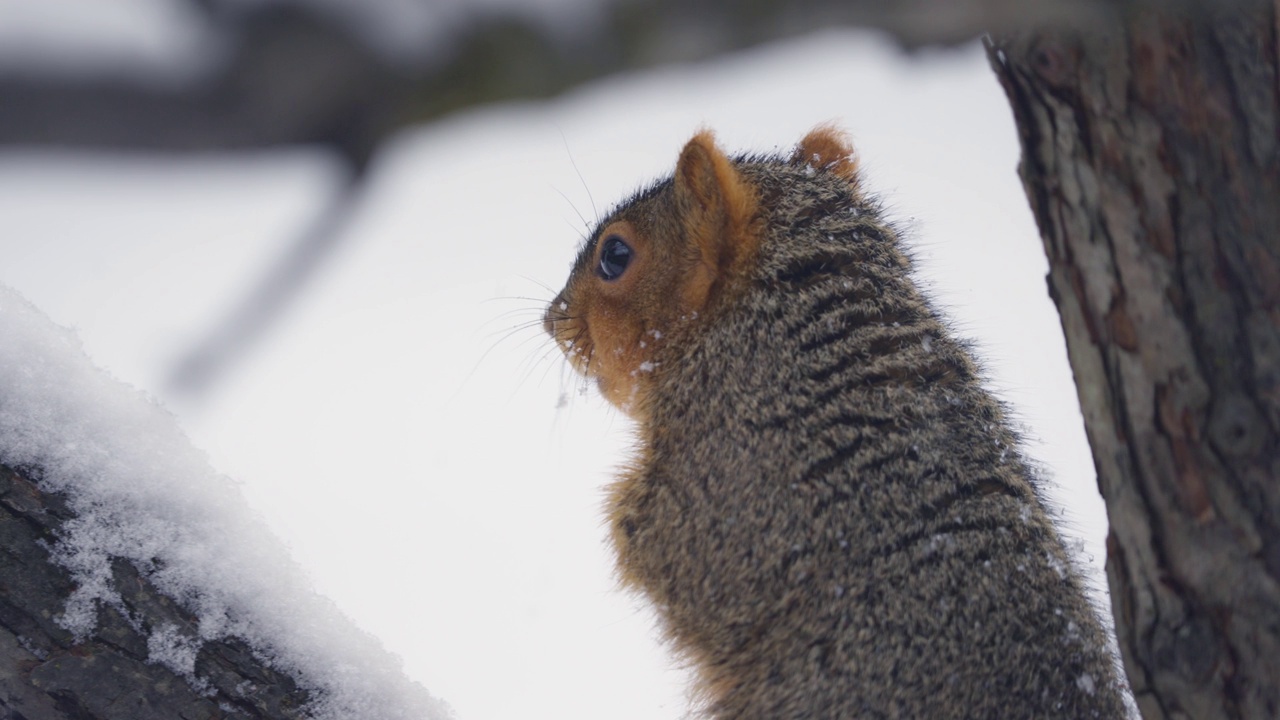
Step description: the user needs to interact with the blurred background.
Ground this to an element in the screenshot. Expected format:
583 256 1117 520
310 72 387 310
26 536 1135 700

——————

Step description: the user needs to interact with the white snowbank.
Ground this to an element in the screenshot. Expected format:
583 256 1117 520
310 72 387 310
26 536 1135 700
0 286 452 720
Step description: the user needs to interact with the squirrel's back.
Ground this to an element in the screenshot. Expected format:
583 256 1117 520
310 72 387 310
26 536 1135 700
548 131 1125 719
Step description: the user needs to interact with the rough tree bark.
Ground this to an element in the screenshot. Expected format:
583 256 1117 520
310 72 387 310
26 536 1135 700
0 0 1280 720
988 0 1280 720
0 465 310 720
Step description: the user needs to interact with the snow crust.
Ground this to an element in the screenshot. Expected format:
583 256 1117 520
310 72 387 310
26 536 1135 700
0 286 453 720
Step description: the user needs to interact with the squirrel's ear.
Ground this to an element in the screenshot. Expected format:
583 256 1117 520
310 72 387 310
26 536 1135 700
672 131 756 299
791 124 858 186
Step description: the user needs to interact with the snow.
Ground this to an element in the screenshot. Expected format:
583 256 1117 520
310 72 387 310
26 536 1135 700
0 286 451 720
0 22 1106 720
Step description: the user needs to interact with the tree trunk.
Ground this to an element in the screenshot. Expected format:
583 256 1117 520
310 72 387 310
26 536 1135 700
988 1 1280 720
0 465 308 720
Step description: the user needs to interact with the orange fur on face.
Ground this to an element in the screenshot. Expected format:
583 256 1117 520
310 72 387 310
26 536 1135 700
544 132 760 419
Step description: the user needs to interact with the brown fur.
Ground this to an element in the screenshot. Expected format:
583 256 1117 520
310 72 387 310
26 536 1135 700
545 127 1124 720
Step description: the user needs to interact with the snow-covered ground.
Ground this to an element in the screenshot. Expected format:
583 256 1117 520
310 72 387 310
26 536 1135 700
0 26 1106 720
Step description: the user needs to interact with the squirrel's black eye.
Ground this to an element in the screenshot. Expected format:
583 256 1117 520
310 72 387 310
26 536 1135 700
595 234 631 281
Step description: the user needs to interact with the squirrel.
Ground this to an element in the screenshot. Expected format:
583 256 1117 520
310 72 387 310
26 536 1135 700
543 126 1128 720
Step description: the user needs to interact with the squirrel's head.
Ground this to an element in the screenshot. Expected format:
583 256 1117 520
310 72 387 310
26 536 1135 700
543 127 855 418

——————

Directions for this task:
In the records, rewrite everything from the line containing "squirrel's black eye." down to the line containing "543 127 855 418", changing "needs to interact with" to "must select" and leaving all else unchanged.

Finished task:
Step description: the user must select the squirrel's black eye.
Ground this to an element in the screenshot. Expected format:
583 256 1117 520
310 72 387 310
26 536 1135 700
595 234 631 281
Step description: the user must select the squirrel.
Ground this to an element in the screenshot. Expected format:
583 256 1117 520
310 72 387 310
26 536 1135 700
543 126 1128 720
Step description: the user must select the squirrel's head.
Ground this to an element in the screenshot. Expected format:
583 256 1117 520
310 72 387 310
26 536 1135 700
543 127 855 418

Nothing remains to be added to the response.